◆ Given entries:
━━━━━━

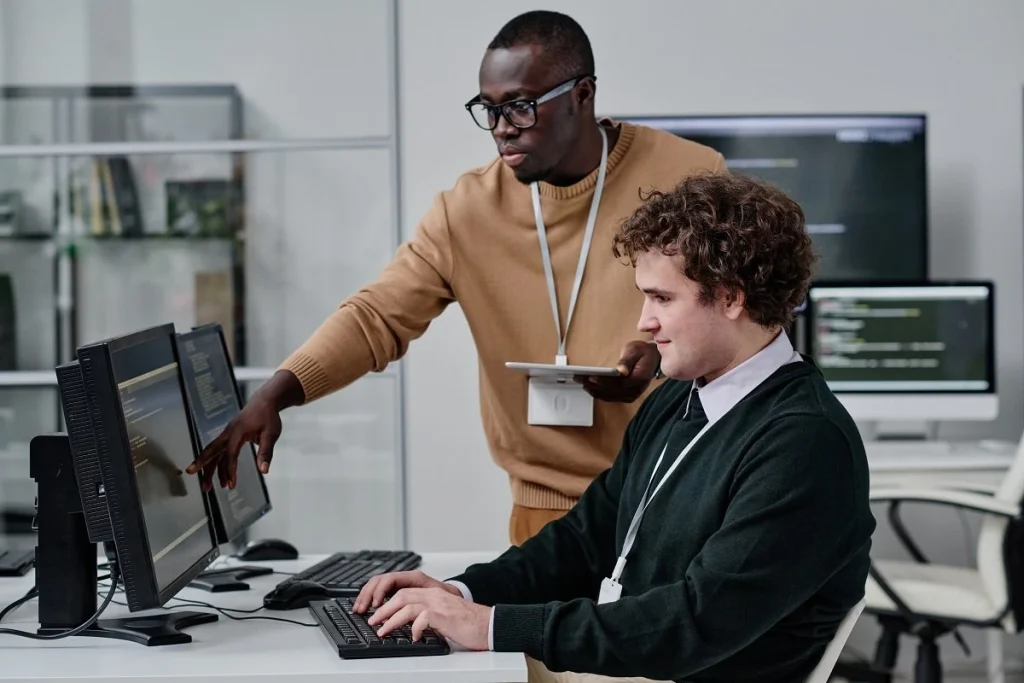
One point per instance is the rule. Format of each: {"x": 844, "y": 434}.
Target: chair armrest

━━━━━━

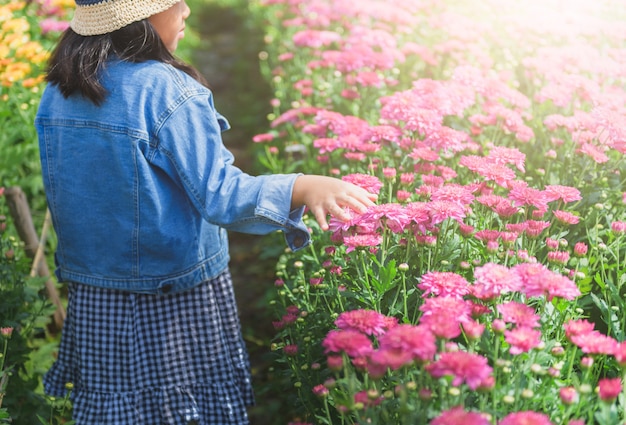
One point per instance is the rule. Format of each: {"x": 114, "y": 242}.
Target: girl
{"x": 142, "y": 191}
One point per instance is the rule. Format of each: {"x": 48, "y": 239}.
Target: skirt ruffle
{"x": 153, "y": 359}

━━━━━━

Supply only the number of lines above in which "instance" occurs.

◆ Output for this task: 3